## TASK DIRECTIONS
Copy out exactly the lines from the one containing "shrub and record the pixel coordinates." to the end of the records below, both included, and nothing else.

===== TASK INPUT =====

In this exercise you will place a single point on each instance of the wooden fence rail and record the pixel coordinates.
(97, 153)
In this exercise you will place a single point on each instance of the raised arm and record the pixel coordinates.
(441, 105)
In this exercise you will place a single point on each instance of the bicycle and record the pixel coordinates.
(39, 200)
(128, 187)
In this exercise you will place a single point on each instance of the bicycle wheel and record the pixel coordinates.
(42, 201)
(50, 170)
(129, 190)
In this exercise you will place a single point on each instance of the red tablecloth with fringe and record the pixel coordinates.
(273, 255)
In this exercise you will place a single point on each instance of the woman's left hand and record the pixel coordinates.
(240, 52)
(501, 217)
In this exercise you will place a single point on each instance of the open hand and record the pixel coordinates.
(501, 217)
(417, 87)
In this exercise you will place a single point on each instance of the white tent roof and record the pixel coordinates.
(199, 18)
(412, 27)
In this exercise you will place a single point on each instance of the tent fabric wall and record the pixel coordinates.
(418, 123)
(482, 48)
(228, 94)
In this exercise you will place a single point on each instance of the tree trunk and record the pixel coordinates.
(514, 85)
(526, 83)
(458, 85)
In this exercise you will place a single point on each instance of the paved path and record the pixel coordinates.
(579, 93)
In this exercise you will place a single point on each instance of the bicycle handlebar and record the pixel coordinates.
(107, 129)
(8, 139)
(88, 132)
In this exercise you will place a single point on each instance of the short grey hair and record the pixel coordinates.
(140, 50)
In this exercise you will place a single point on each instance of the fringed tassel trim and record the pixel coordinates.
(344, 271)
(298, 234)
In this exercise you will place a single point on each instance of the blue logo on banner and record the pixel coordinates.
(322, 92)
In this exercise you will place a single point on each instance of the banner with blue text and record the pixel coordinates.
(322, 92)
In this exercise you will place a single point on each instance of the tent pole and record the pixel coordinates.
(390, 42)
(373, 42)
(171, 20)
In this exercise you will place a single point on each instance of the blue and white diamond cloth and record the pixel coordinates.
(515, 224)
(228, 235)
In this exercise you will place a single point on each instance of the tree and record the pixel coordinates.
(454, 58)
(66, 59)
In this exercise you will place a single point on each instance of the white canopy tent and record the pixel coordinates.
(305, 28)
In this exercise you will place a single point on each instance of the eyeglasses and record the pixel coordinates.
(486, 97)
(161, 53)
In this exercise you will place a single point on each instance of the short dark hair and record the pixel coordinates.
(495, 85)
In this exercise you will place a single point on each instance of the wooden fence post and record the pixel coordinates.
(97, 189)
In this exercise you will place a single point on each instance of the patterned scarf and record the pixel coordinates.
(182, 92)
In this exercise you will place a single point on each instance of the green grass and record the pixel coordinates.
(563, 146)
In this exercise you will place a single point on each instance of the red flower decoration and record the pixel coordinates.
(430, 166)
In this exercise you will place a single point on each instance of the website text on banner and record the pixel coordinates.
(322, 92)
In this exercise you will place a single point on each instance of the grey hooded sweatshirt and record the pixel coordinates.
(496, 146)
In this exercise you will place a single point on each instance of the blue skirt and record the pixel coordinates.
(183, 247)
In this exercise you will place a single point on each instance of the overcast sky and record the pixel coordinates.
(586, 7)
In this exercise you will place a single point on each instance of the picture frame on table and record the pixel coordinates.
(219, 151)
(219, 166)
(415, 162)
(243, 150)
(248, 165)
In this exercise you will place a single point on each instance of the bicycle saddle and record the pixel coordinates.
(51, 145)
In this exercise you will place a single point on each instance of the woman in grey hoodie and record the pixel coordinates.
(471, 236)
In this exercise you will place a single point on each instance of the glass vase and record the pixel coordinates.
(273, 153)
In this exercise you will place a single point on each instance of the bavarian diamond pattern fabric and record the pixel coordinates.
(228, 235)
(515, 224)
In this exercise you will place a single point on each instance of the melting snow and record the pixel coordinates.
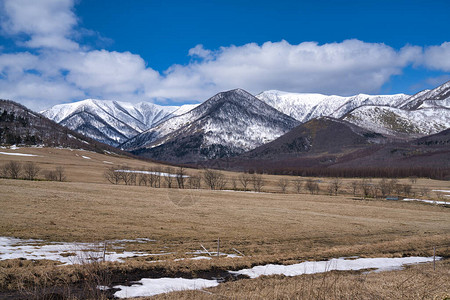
(340, 264)
(66, 253)
(17, 154)
(151, 173)
(149, 287)
(427, 201)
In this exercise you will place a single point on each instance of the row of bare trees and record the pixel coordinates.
(178, 178)
(216, 180)
(383, 188)
(30, 171)
(153, 177)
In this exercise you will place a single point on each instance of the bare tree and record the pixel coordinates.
(143, 179)
(4, 171)
(335, 185)
(181, 177)
(126, 175)
(406, 189)
(51, 175)
(413, 179)
(31, 170)
(283, 183)
(384, 187)
(258, 182)
(298, 185)
(60, 174)
(354, 187)
(424, 191)
(194, 181)
(366, 187)
(168, 177)
(394, 186)
(312, 186)
(158, 176)
(244, 180)
(233, 183)
(215, 180)
(151, 178)
(14, 168)
(112, 176)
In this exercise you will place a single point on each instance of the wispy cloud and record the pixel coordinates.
(58, 69)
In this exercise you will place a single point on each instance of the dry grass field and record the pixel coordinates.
(267, 227)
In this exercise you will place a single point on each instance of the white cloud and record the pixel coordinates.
(438, 57)
(48, 23)
(349, 67)
(201, 52)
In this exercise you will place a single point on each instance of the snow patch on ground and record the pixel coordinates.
(340, 264)
(66, 253)
(17, 154)
(428, 201)
(162, 174)
(149, 287)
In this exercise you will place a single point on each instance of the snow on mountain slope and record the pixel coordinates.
(441, 94)
(229, 123)
(305, 107)
(111, 122)
(392, 121)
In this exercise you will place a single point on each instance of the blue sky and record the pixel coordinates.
(174, 52)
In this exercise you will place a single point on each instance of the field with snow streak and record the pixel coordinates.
(267, 228)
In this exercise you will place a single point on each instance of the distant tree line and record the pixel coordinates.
(170, 177)
(424, 172)
(30, 171)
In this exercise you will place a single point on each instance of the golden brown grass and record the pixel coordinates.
(79, 169)
(415, 282)
(256, 224)
(266, 227)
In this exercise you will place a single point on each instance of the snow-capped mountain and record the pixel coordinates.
(305, 107)
(400, 122)
(111, 122)
(227, 124)
(427, 112)
(439, 96)
(21, 126)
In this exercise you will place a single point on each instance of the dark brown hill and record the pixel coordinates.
(21, 126)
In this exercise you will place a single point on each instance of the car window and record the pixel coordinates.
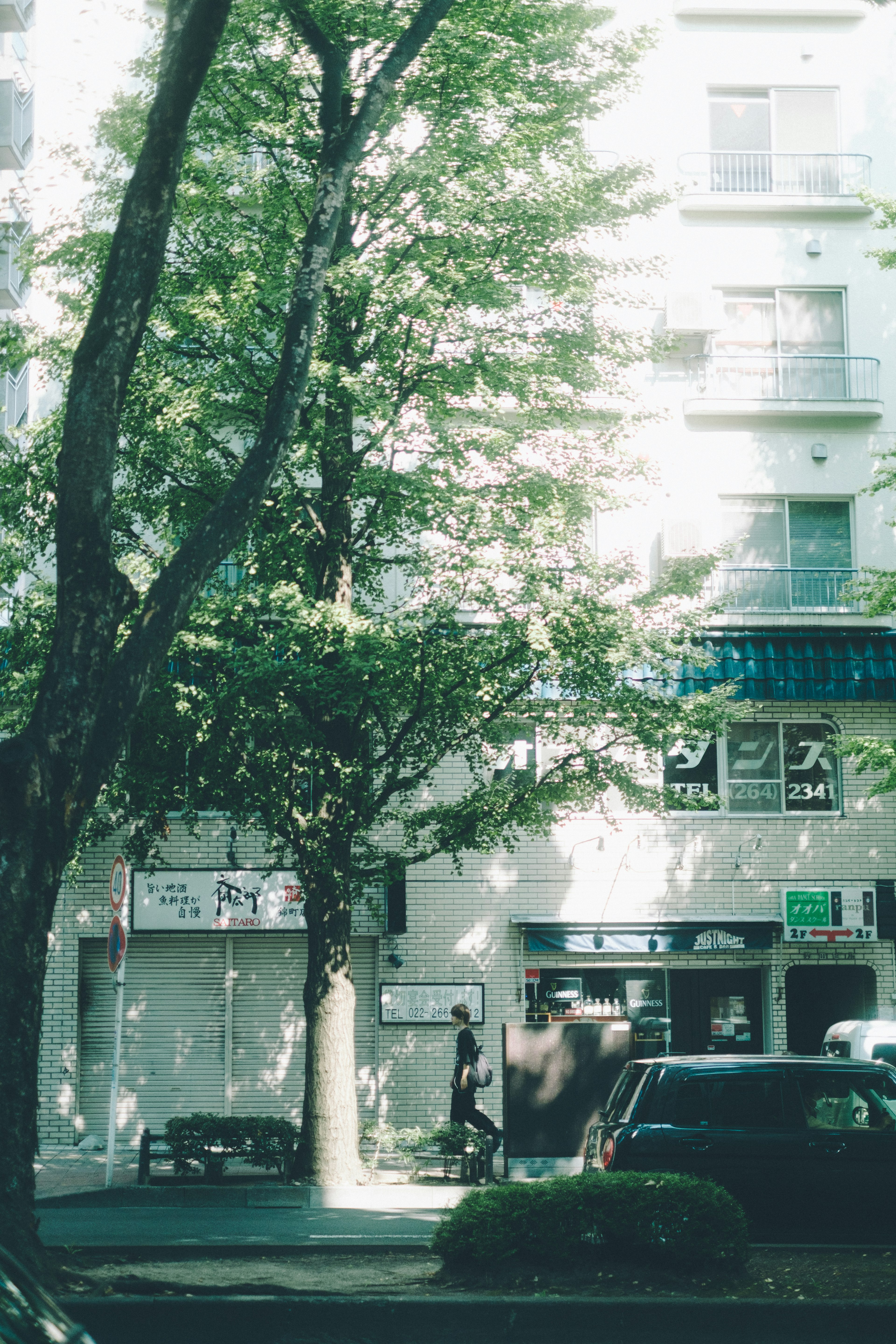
(730, 1101)
(848, 1099)
(625, 1095)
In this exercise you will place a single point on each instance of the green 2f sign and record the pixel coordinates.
(837, 916)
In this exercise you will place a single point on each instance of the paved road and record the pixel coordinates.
(237, 1226)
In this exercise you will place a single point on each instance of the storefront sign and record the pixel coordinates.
(692, 772)
(217, 901)
(430, 1004)
(821, 918)
(698, 937)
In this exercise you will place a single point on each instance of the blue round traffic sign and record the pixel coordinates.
(117, 944)
(117, 884)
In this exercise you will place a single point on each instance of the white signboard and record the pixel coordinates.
(823, 918)
(217, 900)
(430, 1003)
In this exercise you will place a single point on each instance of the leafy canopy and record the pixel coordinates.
(418, 592)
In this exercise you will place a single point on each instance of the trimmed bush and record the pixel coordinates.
(664, 1218)
(216, 1140)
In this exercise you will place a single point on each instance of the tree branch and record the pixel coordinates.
(171, 596)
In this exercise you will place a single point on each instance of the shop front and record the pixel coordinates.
(668, 1007)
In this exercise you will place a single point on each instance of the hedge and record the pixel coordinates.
(214, 1140)
(660, 1217)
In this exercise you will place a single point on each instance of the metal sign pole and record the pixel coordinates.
(116, 1056)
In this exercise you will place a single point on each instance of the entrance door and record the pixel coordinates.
(717, 1013)
(819, 997)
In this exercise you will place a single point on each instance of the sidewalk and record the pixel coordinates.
(70, 1179)
(261, 1229)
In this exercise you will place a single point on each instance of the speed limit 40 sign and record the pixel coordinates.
(117, 884)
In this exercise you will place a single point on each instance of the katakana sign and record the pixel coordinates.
(830, 917)
(217, 901)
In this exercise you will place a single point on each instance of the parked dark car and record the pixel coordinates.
(807, 1144)
(28, 1314)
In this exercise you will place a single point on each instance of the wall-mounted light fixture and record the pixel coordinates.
(754, 845)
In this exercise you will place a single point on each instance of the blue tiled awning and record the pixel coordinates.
(837, 666)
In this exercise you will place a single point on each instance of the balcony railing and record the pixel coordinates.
(17, 126)
(14, 389)
(14, 287)
(782, 175)
(17, 15)
(785, 591)
(800, 378)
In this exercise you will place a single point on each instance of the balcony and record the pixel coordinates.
(805, 592)
(14, 389)
(761, 182)
(784, 385)
(770, 10)
(17, 126)
(17, 15)
(14, 287)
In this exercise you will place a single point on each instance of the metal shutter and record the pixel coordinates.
(365, 976)
(172, 1043)
(269, 1025)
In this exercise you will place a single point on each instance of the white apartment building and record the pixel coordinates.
(766, 119)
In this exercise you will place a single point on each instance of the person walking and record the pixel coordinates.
(464, 1084)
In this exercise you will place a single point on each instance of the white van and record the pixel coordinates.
(862, 1041)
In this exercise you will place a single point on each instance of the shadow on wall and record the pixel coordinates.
(559, 1076)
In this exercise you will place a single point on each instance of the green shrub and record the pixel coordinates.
(387, 1139)
(665, 1218)
(214, 1140)
(455, 1142)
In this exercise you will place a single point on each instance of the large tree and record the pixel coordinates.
(109, 636)
(418, 591)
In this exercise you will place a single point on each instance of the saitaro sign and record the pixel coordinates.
(117, 944)
(117, 884)
(830, 918)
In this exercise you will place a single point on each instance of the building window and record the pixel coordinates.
(776, 140)
(785, 122)
(761, 769)
(782, 322)
(788, 533)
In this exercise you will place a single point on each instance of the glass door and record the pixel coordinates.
(717, 1013)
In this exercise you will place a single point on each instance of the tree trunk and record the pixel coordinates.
(330, 1113)
(32, 863)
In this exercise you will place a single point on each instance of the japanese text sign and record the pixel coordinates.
(216, 900)
(819, 917)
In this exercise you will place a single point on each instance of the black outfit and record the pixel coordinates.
(464, 1101)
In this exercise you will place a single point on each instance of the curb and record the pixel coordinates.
(375, 1198)
(438, 1319)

=====

## FULL ANSWER
In this exercise you will place a single point on each instance of the green shrub and record the pixel coordinates.
(387, 1139)
(665, 1218)
(214, 1140)
(455, 1142)
In this exercise you will place a single point on each instance of the large tree and record the pixel coordinates.
(109, 636)
(418, 591)
In this exercise you will place a single point on each instance of the saitaro sign and record the pixel coordinates.
(117, 944)
(117, 884)
(830, 918)
In this exercise you will place a single point on each instance of the building window and record the pixel coordinates.
(776, 140)
(785, 122)
(761, 769)
(782, 322)
(788, 533)
In this exercise you will place a single point on each instance of the glass door and record the pixel coordinates.
(717, 1013)
In this exercise you will place a single point on each instance of the tree trunk and record the pixel coordinates.
(330, 1113)
(32, 863)
In this exercise you will place a single point on each instance of the japanese text sign and record the pixel coordinates.
(216, 900)
(819, 917)
In this exercise you will place a single point on each instance of the black outfit and record the pixel coordinates.
(464, 1101)
In this exercise you will place a single point on each instance of the curb and record the pixel coordinates.
(375, 1198)
(438, 1319)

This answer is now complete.